» 抜粋
————————
Updated by Toshimasa TANABE on February 3, 2023, 13:01 pm JST

英国の実話をベースにした映画「ドリーム・ホース」を観た。久しぶりにじわっと沁みる佳作だった。競馬をテーマにした映画といえば、実在の米国の競走馬のキャリアを追った「シービスケット」(2003年公開)を思い出すが、今回のドリーム・ホースは、競走馬を巡る人間の心を描いているところが、個人的に一口馬主という立場ではあるにせよ、とても共感できるものがあった。

舞台は、英国のウェールズである。女性主人公が村人に声を掛けて20人集め、共同で競走馬を持とうと考えたところから話は始まる。驚かされたのは、まず、仔馬を産むための繁殖牝馬を買ってくるところから始めたことだ。繁殖牝馬を買ってきて自宅に繋養し、種牡馬を探して種付けに出向き、自宅で仔馬を出産させる。そして、その仔馬を競走馬として育て、これはという調教師のところ(厩舎)に預けるのである。

これができるのが欧州の競馬なのか、ウエールズだからなのか、よく分からないのではあるが、日本とは全く違う競走馬の育成環境がある(「あった」なのかもしれないが)ことが知れた。

日本の場合は、競走馬を生産する牧場で産まれた仔馬の血統や体つきなどを見て、気に入った馬を買う、あるいは出資するというのが普通である。母馬を買うところから始める個人はまずいないし、一口馬主として出資する馬は、管理する厩舎は既に決まっている。それだけ日本の競馬はビジネスとしてのシステムが出来上がっていて、素人の参入障壁は高いということはいえるだろうが、今回の映画では競馬の原点のようなものを見せられた気がした。

映画のストーリーなどの詳細は省くが、賭けの対象というよりも「純粋に応援できる対象」としての1頭の競走馬を中心に人の心はこうも変わっていく、ということを表現していたのがとても印象に残った。まったくもって馬を純粋に応援するというあの感じは、英国人だろうが日本人だろうが、老若男女も関係ないのである。

「彼(育てた馬)は、ただただ我々に与え続けてくれた」というセリフがあったが、それは一口馬主ではあっても、馬主の立場になってようやく実感として理解できるものでもある。よほど好きな馬だとしても、馬券を買うだけの場合は、その応援の感覚はちょっと違うのだ。

映画では、村の20人で1頭の馬を持ったのだが、私の場合は、某クラブの40分の1の一口馬主なので、見ず知らずの40人とで1頭を共同所有していることになる。例えば2000万円の馬であれば、一口50万円で40口の募集となる。厩舎への預託費や飼い葉(エサ)などの費用や勝ったときの賞金を40口で分けることになる。40口で一口50万円というのは一例であって、もっと安い馬もいればはるかに高い馬もいる。さらに、40口ではなく400口、1000口など、より細分化して少額から出資できる場合もある。
————————
» 与えられた情報
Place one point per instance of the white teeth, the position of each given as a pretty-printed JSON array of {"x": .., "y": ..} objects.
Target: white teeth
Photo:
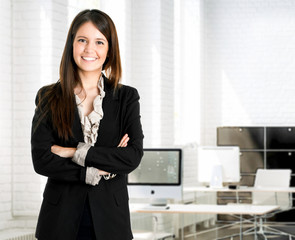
[{"x": 88, "y": 58}]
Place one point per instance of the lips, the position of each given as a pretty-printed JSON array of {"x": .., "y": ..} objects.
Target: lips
[{"x": 89, "y": 58}]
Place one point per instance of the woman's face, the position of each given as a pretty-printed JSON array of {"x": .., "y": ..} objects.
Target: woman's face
[{"x": 90, "y": 49}]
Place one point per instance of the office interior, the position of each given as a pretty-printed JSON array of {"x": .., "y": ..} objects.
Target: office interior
[{"x": 209, "y": 73}]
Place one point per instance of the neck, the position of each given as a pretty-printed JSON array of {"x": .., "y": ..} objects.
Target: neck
[{"x": 90, "y": 80}]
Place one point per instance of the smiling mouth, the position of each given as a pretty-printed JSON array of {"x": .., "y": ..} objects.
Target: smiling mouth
[{"x": 89, "y": 58}]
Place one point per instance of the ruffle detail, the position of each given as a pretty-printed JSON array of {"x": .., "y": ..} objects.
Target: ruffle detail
[{"x": 90, "y": 123}]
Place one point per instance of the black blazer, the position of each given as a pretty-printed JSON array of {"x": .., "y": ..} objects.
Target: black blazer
[{"x": 66, "y": 191}]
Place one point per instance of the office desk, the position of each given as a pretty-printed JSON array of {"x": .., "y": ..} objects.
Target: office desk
[
  {"x": 237, "y": 209},
  {"x": 240, "y": 189}
]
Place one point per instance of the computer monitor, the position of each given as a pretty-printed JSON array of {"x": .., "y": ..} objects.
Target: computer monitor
[
  {"x": 218, "y": 165},
  {"x": 158, "y": 177}
]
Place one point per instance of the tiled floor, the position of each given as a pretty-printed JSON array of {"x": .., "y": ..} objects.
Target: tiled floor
[{"x": 217, "y": 232}]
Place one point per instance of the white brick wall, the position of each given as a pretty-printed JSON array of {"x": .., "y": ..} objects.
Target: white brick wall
[
  {"x": 249, "y": 64},
  {"x": 6, "y": 113},
  {"x": 32, "y": 39}
]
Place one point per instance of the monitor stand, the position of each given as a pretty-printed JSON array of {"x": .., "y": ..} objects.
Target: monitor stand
[
  {"x": 216, "y": 177},
  {"x": 158, "y": 202}
]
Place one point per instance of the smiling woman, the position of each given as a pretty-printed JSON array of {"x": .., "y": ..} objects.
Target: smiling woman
[
  {"x": 90, "y": 49},
  {"x": 86, "y": 136}
]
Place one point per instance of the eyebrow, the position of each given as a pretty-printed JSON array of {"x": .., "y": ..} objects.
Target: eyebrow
[{"x": 95, "y": 38}]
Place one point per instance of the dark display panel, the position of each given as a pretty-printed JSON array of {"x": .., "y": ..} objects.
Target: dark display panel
[
  {"x": 261, "y": 147},
  {"x": 251, "y": 161},
  {"x": 280, "y": 138},
  {"x": 281, "y": 160}
]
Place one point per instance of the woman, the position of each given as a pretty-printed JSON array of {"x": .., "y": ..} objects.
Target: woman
[{"x": 86, "y": 137}]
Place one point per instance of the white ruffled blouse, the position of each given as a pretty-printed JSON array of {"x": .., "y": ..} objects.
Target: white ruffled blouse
[{"x": 90, "y": 127}]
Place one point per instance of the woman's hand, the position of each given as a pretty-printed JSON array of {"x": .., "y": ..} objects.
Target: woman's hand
[
  {"x": 123, "y": 143},
  {"x": 65, "y": 152}
]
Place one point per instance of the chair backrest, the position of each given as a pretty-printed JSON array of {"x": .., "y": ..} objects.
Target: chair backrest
[{"x": 272, "y": 178}]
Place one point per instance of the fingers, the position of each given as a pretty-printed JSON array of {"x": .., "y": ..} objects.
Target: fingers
[
  {"x": 101, "y": 172},
  {"x": 124, "y": 141}
]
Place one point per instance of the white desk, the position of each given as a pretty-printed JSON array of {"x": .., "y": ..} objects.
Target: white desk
[
  {"x": 235, "y": 209},
  {"x": 240, "y": 189},
  {"x": 239, "y": 209}
]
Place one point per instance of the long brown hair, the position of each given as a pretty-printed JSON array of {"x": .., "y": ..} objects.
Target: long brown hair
[{"x": 59, "y": 98}]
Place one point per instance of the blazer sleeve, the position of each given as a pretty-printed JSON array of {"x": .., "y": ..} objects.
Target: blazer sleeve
[
  {"x": 44, "y": 161},
  {"x": 122, "y": 160}
]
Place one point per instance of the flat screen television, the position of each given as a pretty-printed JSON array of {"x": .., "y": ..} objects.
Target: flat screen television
[
  {"x": 158, "y": 177},
  {"x": 218, "y": 165}
]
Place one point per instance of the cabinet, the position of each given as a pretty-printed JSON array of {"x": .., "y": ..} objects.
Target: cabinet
[{"x": 260, "y": 147}]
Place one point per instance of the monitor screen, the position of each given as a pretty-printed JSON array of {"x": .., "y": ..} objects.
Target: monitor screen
[
  {"x": 215, "y": 162},
  {"x": 158, "y": 176},
  {"x": 158, "y": 167}
]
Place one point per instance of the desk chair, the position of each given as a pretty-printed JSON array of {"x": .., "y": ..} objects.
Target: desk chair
[{"x": 272, "y": 178}]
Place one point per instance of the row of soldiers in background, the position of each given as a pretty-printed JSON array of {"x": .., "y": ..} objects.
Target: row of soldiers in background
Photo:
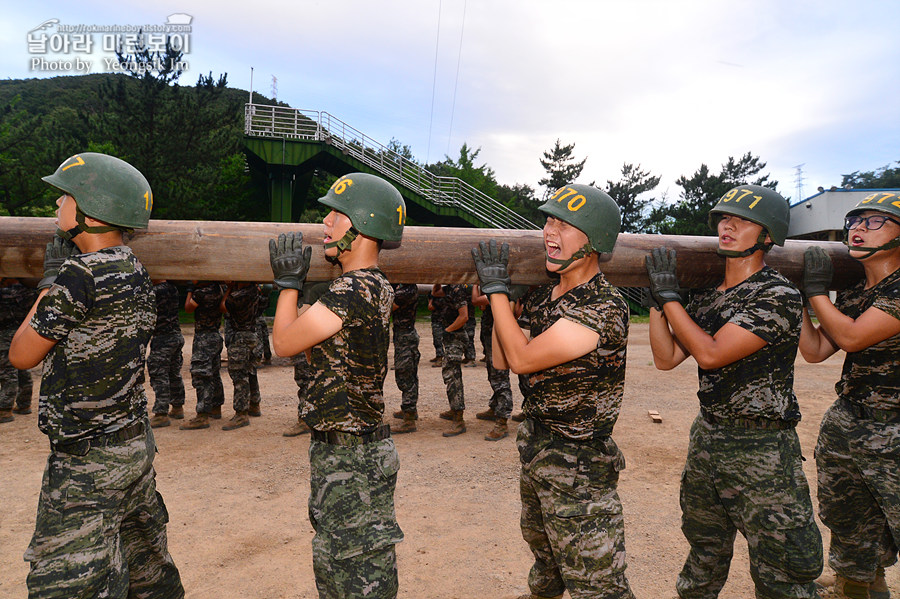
[
  {"x": 453, "y": 330},
  {"x": 16, "y": 387},
  {"x": 246, "y": 339}
]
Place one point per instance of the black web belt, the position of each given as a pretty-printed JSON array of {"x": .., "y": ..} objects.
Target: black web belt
[
  {"x": 352, "y": 439},
  {"x": 83, "y": 446}
]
————————
» 課題の要件
• a. 抜粋のうち、「英国の実話をベースにした映画」から「ても共感できるものがあった。」までを、両端も含めて一字一句そのまま書き写してください。
• b. 抜粋にある次の一文を英語に訳してください：「女性主人公が村人に声を掛けて20人集め、共同で競走馬を持とうと考えたところから話は始まる。」

» 課題ごとの出力
• a.
英国の実話をベースにした映画「ドリーム・ホース」を観た。久しぶりにじわっと沁みる佳作だった。競馬をテーマにした映画といえば、実在の米国の競走馬のキャリアを追った「シービスケット」(2003年公開)を思い出すが、今回のドリーム・ホースは、競走馬を巡る人間の心を描いているところが、個人的に一口馬主という立場ではあるにせよ、とても共感できるものがあった。

• b. The story begins when the female protagonist calls out to the villagers, gathers twenty people, and comes up with the idea of owning a racehorse together.